## Input material
#####

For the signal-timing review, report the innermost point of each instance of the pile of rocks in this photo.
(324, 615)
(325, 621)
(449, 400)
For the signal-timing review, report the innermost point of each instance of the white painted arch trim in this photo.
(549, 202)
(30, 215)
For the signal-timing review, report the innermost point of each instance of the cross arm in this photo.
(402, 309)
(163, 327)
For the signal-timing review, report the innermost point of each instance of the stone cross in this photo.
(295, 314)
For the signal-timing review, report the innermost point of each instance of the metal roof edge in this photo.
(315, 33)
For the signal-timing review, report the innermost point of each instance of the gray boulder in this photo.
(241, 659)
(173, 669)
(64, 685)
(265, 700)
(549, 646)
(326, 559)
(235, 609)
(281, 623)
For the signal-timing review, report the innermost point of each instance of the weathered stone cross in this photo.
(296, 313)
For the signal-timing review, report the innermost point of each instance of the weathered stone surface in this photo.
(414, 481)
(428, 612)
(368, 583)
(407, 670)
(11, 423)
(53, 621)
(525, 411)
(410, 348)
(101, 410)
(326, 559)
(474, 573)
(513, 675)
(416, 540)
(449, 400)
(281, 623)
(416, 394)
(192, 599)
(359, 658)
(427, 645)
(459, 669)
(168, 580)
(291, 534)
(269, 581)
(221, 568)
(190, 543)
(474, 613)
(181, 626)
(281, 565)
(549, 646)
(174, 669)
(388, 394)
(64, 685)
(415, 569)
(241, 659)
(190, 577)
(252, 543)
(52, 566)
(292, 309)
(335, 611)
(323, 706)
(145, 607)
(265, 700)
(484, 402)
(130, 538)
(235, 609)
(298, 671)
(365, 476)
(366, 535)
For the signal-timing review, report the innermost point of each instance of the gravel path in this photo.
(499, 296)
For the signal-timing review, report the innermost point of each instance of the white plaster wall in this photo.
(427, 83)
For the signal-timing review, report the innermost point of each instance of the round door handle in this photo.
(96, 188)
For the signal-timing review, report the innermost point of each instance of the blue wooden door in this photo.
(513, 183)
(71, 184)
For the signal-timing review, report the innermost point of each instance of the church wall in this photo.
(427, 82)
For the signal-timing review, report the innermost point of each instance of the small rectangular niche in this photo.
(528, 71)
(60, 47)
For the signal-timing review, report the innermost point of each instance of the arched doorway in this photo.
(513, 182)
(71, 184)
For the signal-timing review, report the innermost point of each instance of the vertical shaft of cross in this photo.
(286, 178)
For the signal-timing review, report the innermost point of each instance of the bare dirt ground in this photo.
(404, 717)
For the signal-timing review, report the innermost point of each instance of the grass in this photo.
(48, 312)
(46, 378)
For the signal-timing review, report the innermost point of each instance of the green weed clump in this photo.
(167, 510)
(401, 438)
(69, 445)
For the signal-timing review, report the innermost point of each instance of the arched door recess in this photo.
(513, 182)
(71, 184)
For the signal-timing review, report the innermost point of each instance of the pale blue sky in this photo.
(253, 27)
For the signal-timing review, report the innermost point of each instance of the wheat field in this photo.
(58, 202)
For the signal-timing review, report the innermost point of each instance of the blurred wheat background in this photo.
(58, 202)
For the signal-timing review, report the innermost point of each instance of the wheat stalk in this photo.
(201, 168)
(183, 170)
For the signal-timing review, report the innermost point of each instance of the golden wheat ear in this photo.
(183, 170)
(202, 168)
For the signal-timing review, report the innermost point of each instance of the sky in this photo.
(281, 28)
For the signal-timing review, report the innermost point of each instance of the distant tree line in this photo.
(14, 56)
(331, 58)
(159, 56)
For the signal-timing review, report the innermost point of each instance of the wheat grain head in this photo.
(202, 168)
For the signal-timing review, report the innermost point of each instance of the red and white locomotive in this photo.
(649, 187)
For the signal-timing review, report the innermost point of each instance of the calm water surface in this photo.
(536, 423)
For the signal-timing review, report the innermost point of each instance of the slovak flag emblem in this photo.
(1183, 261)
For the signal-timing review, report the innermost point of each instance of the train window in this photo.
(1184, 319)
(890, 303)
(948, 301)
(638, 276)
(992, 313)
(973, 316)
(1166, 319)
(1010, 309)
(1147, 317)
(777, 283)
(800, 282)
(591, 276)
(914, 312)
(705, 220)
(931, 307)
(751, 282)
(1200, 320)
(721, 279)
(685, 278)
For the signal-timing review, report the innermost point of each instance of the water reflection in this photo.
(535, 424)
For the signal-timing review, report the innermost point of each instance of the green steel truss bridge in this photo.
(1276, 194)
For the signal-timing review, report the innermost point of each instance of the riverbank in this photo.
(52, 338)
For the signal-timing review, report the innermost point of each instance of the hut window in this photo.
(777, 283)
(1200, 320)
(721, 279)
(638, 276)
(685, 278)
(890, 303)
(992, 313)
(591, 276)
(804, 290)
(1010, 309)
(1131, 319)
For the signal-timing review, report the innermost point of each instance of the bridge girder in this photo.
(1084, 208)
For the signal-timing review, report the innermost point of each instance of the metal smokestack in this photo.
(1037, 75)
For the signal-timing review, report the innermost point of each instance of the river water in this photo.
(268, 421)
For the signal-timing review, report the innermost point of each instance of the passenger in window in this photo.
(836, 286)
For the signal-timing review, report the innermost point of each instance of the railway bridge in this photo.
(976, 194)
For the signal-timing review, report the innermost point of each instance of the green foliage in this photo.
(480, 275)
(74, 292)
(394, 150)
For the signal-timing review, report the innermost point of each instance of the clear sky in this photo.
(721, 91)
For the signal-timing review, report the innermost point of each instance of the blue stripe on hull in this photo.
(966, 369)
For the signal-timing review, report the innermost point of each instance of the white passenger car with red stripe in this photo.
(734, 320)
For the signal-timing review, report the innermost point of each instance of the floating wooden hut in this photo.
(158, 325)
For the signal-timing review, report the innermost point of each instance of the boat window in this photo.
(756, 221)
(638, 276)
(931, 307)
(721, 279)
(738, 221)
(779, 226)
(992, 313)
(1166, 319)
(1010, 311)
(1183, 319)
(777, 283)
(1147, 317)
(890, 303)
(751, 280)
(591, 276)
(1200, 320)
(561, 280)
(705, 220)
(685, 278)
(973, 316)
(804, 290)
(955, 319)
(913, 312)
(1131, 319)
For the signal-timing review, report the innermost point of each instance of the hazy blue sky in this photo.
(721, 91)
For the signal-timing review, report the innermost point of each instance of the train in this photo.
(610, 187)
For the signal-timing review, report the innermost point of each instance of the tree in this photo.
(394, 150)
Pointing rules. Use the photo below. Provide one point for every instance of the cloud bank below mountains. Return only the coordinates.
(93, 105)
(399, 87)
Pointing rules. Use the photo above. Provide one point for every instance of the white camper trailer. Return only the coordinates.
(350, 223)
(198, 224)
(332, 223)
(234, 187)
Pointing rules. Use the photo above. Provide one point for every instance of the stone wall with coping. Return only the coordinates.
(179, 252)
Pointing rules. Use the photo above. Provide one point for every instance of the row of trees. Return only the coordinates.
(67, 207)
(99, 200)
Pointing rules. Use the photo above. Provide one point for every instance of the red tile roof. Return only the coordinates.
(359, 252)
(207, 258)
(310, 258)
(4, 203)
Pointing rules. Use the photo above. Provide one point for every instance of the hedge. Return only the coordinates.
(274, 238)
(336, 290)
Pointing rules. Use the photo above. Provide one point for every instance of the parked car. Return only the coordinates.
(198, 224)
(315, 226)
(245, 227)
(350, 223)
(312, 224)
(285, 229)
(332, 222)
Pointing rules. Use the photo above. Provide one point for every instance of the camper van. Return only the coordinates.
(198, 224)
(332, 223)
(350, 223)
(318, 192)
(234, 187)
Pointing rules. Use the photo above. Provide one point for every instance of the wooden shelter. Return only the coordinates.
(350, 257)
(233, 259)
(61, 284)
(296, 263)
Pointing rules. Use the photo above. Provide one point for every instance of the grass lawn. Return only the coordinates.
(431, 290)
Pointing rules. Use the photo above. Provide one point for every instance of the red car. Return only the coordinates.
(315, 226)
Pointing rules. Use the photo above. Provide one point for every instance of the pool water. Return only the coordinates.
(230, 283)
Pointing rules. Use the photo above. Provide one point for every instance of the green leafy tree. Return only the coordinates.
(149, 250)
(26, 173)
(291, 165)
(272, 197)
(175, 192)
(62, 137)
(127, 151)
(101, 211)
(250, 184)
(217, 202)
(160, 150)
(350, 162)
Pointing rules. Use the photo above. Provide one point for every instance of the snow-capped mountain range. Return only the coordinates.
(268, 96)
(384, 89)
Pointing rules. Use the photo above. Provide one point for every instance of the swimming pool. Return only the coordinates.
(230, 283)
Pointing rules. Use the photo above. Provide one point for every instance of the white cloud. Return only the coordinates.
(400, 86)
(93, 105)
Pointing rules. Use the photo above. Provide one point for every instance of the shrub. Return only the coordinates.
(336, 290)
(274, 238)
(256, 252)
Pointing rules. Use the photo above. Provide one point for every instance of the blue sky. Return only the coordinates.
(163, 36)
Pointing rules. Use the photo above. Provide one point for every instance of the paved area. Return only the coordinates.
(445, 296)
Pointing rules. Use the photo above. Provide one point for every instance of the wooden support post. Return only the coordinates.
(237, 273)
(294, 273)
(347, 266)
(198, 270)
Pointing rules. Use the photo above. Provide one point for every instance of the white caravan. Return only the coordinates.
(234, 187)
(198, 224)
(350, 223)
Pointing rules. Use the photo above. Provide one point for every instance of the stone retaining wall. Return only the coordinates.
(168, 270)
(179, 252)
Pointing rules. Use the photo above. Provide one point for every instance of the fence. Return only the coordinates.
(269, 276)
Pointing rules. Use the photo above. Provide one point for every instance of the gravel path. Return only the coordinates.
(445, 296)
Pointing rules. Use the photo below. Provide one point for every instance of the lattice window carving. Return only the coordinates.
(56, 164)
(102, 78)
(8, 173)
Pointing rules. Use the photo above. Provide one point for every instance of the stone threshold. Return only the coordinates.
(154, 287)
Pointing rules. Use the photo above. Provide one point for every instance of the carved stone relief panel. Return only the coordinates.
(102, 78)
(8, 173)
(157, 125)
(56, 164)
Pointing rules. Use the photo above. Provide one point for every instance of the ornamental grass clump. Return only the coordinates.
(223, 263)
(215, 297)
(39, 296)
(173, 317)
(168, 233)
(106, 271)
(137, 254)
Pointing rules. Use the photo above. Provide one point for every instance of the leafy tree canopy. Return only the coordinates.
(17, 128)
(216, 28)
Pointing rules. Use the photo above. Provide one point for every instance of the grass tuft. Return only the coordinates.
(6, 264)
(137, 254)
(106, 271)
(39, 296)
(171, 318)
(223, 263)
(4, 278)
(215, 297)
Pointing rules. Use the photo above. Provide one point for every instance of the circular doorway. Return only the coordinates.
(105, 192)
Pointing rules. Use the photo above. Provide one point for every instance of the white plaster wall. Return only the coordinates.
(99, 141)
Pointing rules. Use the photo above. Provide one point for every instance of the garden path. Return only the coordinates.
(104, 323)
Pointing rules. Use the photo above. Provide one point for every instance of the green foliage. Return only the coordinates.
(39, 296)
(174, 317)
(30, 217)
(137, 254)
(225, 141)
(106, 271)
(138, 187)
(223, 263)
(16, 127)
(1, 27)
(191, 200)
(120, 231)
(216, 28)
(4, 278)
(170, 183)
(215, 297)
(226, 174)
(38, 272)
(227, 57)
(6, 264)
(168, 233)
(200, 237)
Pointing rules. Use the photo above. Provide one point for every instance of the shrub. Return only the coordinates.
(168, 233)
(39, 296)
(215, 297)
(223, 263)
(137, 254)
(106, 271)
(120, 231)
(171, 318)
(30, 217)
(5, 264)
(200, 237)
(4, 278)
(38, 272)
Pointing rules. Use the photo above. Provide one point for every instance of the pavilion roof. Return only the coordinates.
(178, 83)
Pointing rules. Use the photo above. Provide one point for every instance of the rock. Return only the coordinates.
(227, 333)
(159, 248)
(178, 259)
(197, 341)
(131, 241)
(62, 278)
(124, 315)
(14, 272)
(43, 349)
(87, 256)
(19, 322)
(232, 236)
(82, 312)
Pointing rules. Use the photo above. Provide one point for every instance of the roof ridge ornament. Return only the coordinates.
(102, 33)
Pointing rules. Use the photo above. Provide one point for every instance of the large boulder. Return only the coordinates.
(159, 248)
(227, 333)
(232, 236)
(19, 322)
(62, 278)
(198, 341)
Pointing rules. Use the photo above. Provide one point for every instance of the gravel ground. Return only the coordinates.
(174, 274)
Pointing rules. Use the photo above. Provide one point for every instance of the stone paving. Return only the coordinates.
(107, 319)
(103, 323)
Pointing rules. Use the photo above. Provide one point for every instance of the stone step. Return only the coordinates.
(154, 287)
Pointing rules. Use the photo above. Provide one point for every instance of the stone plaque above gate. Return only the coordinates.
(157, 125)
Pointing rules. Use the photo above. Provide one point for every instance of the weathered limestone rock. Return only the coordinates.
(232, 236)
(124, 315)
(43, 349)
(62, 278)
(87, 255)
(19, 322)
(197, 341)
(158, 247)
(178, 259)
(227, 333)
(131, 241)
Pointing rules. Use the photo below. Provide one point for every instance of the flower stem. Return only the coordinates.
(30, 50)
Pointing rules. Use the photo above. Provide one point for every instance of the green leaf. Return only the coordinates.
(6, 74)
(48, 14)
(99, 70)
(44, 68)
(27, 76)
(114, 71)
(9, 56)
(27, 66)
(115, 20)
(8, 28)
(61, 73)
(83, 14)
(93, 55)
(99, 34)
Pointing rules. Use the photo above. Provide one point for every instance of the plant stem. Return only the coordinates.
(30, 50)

#####

## Assigned task
Write out once more the lines above beginning at the line with "gate. Return only the coordinates."; continue through the final line and stop there.

## Solution to this exercise
Pointing rules. Use the photo above. Provide one point for every instance of the stone plaque above gate. Return only the coordinates.
(157, 125)
Pointing rules. Use the photo above. Provide one point for every instance of the weathered limestone rock. Return only the coordinates.
(232, 236)
(124, 315)
(43, 349)
(62, 278)
(87, 255)
(19, 322)
(197, 341)
(158, 247)
(178, 259)
(227, 333)
(131, 241)
Pointing rules. Use the photo below. Provide one point for every instance of the flower stem. Return only the coordinates.
(30, 50)
Pointing rules. Use the photo above. Provide one point for every instance of the green leaf. Return only the coordinates.
(6, 74)
(48, 14)
(99, 70)
(44, 68)
(27, 76)
(114, 71)
(9, 56)
(27, 66)
(115, 20)
(8, 28)
(61, 73)
(83, 14)
(93, 55)
(99, 34)
Pointing rules. Use the photo above. Provide one point for every instance of the plant stem. Return only the coordinates.
(30, 50)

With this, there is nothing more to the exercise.